Source material Start Marker

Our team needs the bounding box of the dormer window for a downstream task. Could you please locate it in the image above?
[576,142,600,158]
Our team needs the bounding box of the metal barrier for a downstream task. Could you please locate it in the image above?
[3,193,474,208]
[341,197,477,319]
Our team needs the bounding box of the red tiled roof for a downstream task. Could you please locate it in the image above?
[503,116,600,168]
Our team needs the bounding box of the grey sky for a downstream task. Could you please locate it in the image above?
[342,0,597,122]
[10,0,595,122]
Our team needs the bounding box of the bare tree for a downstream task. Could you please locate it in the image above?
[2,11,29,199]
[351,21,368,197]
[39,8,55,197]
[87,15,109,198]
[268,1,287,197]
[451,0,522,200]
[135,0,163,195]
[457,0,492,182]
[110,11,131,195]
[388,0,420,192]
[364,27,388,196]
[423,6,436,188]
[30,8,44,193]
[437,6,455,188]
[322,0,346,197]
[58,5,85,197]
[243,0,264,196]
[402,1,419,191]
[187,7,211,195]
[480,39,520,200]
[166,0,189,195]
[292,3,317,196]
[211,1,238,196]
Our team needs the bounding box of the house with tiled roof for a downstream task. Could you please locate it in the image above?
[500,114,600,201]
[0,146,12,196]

Source material End Marker

§ Instructions for the task
For this task, print the records again exactly as they appear.

§ Final answer
Our team needs the bounding box of the dormer window for a downstream task. Could you please locate it in the image above?
[576,142,600,158]
Our team needs the bounding box of the metal barrier for a downstream task. Could you please locate it in the image above?
[3,193,474,208]
[341,197,477,319]
Our team needs the bounding box of the red tiled roof for a downstream task. Could you please locate it in the image above?
[503,116,600,168]
Our team needs the bounding box of the grey sky for a downstream task. Could you please locate it in the image above?
[342,0,597,122]
[10,0,595,122]
Our team needs the bounding box of the bare tree for a downstream task. Could you please locate it in the image above?
[2,11,29,199]
[351,21,368,197]
[39,8,55,197]
[87,15,109,198]
[268,1,287,197]
[451,0,522,200]
[135,0,163,195]
[457,0,492,182]
[110,11,131,195]
[388,0,420,192]
[364,27,388,196]
[423,6,436,188]
[30,8,44,193]
[437,6,455,188]
[322,0,346,197]
[58,5,85,197]
[243,0,264,196]
[402,1,419,191]
[187,7,211,195]
[480,39,520,200]
[166,0,189,195]
[292,3,317,196]
[211,1,238,196]
Our team needs the bounding box of the house with tiled roof for a downstream task. Could you please locate it in the image above?
[500,114,600,201]
[0,146,12,196]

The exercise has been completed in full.